> [EJERCICIOS]:
1. Enumera todos los títulos de óperas que se nombran en el texto sobre Radamisto.
2. Por favor, transcribe del texto sobre Radamisto el fragmento que va desde "Injusta historia para este" hasta "Santa Barbara, California.", este incluido.
3. Indica si cada afirmación concuerda con el texto sobre Radamisto, respondiendo sí o no y citando las palabras del texto que lo deciden: (a) Händel compuso 42 óperas. (b) El ensamble Musica Angelica tiene sede en el Distrito Federal. (c) Según Operabase, Radamisto ocupa el escalón 23 en número de representaciones.

Radamisto en Bellas Artes
POR IVÁN MARTÍNEZ
Sucede con la ópera de Georg Friedrich Händel, como con la de otros compositores de vasta y conocida creación para la escena, que a pesar de las varias decenas de títulos que en su momento alcanzaron gloria entre los públicos, sólo un puñado logró la suficiente popularidad para trascender la vida de sus autores. Al menos el repertorio de Mozart, Rossini o Verdi sobrevivió a las modas de cada tiempo; Händel, por el contrario, hubo de esperar el favor de los movimientos historicistas de la segunda mitad del siglo XX —y hay que decirlo, de muchos grupos estudiantiles de singular curiosidad también— para establecerse en la cartelera de los teatros de nuestros días. E incluso así, con prácticamente sólo tres de sus 42 óperas.
Injusta historia para este auténtico dramaturgo musical, tan admirado por sus sucesores gracias al soberbio efectismo de su música puesta al servicio del drama. Injusta historia para muchas de las óperas que no integran la popular terna formada por Giulio Cesare, Alcina y Rinaldo, o que no despiertan a la curiosidad como Orlando, Tamerlano y Agrippina.
Es el caso de Radamisto, cuyas estadísticas en Operabase la colocan hasta el escalón 23 en número de representaciones y que el pasado jueves 6 de noviembre llegó al Palacio de Bellas Artes, en el Distrito Federal, bajo la batuta de Martin Haselböck, quien estuvo al frente de su ensamble Musica Angelica, que tiene sede en Santa Barbara, California.

> [MATERIAL PROPORCIONADO]:
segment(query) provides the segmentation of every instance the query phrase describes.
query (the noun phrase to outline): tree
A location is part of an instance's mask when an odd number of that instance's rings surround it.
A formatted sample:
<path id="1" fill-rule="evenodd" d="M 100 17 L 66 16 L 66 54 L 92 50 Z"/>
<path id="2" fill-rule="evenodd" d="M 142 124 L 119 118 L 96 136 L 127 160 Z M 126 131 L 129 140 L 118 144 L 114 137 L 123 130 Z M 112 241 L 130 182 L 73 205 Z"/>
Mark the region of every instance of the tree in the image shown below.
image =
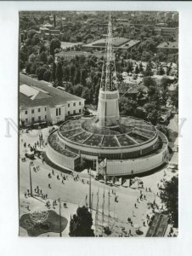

> [RESPUESTAS POR TAREA]:
1. Radamisto, Giulio Cesare, Alcina, Rinaldo, Orlando, Tamerlano, Agrippina

2.
Injusta historia para este auténtico dramaturgo musical, tan admirado por sus sucesores gracias al soberbio efectismo de su música puesta al servicio del drama. Injusta historia para muchas de las óperas que no integran la popular terna formada por Giulio Cesare, Alcina y Rinaldo, o que no despiertan a la curiosidad como Orlando, Tamerlano y Agrippina.
Es el caso de Radamisto, cuyas estadísticas en Operabase la colocan hasta el escalón 23 en número de representaciones y que el pasado jueves 6 de noviembre llegó al Palacio de Bellas Artes, en el Distrito Federal, bajo la batuta de Martin Haselböck, quien estuvo al frente de su ensamble Musica Angelica, que tiene sede en Santa Barbara, California.

3.
(a) Sí: «sólo tres de sus 42 óperas»
(b) No: «que tiene sede en Santa Barbara, California»
(c) Sí: «cuyas estadísticas en Operabase la colocan hasta el escalón 23 en número de representaciones»